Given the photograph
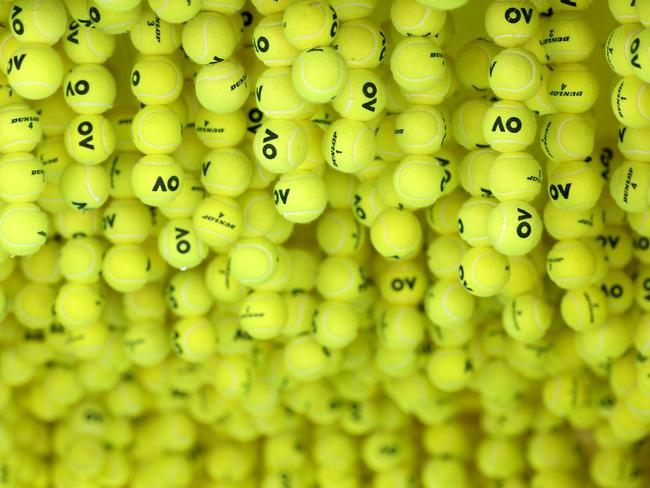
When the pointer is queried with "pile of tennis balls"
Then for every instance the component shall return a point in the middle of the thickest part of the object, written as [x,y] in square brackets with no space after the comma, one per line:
[333,243]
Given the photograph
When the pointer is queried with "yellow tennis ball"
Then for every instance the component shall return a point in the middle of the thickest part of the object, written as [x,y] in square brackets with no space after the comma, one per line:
[22,128]
[630,99]
[125,267]
[126,221]
[515,176]
[78,305]
[22,178]
[280,145]
[584,308]
[567,137]
[467,123]
[157,129]
[509,126]
[218,220]
[89,89]
[396,234]
[84,187]
[483,271]
[515,74]
[89,139]
[39,22]
[34,71]
[514,228]
[319,74]
[447,304]
[156,179]
[209,37]
[310,23]
[628,186]
[156,80]
[154,35]
[361,43]
[179,244]
[348,145]
[222,87]
[420,130]
[277,98]
[570,264]
[574,185]
[300,196]
[567,38]
[418,181]
[417,63]
[511,24]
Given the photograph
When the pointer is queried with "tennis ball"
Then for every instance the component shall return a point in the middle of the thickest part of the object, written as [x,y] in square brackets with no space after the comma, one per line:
[572,88]
[156,129]
[396,233]
[209,37]
[567,137]
[627,185]
[126,221]
[511,24]
[472,221]
[630,99]
[584,308]
[515,176]
[319,74]
[348,145]
[447,304]
[277,98]
[515,74]
[618,48]
[226,172]
[156,179]
[567,37]
[467,123]
[38,21]
[280,145]
[253,260]
[509,126]
[417,63]
[193,339]
[89,89]
[306,359]
[420,130]
[339,234]
[271,45]
[179,244]
[218,220]
[340,278]
[361,43]
[300,196]
[22,178]
[22,128]
[78,305]
[483,271]
[84,187]
[34,71]
[418,181]
[89,139]
[156,80]
[570,264]
[219,130]
[154,35]
[514,228]
[222,87]
[310,23]
[574,185]
[125,267]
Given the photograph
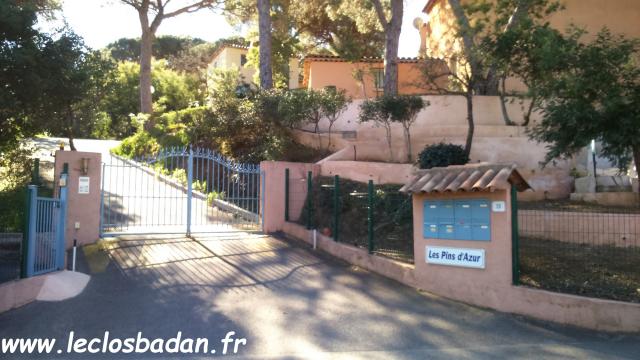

━━━━━━━━━━━━━━━━━━━━━━━━━━━━━━

> Exercise directions
Please reproduce all of the records above word for word, leaving the pictures out.

> Exercise output
Given the photograph
When the pointer is queried with "pile of tennis balls"
Then for every instance the component shall return a point in the middle of the thickest part of the object, written as [x,y] in square brackets with no space after the comma, one per line:
[333,243]
Given the photograph
When the pointer is queried with "yellow tennis ball"
Then for every instance the component shall return a point in the middle of the thickest part of the object, written as [x,y] in square brackets with no space after the comma, one per line:
[22,128]
[630,99]
[125,267]
[126,221]
[515,176]
[78,305]
[22,178]
[280,145]
[584,308]
[567,137]
[467,123]
[157,129]
[509,126]
[218,220]
[89,89]
[396,234]
[84,187]
[483,271]
[515,74]
[89,139]
[39,22]
[34,71]
[514,228]
[319,74]
[447,304]
[156,179]
[209,37]
[310,23]
[628,186]
[156,80]
[154,35]
[361,43]
[179,244]
[348,145]
[222,87]
[420,130]
[277,98]
[570,264]
[574,185]
[300,196]
[567,38]
[418,181]
[417,63]
[511,24]
Given the photograph
When the pointer is queried with "tennis ball"
Then for every instance the component shall return a point in the middle of the thickest part of the object, written as [x,y] in square brackets with no space after the comma, one per line:
[572,88]
[156,129]
[396,233]
[209,37]
[567,137]
[627,185]
[126,221]
[511,24]
[472,221]
[630,99]
[584,308]
[515,176]
[319,74]
[348,145]
[447,304]
[277,98]
[515,74]
[618,48]
[226,172]
[156,179]
[567,37]
[467,123]
[38,21]
[280,145]
[253,260]
[509,126]
[417,63]
[193,339]
[89,89]
[306,359]
[420,130]
[339,234]
[271,45]
[179,244]
[218,220]
[340,278]
[361,43]
[300,196]
[22,178]
[22,128]
[78,305]
[483,271]
[84,187]
[34,71]
[418,181]
[89,139]
[156,80]
[570,264]
[219,130]
[154,35]
[514,228]
[222,87]
[310,23]
[574,185]
[125,267]
Given the photograph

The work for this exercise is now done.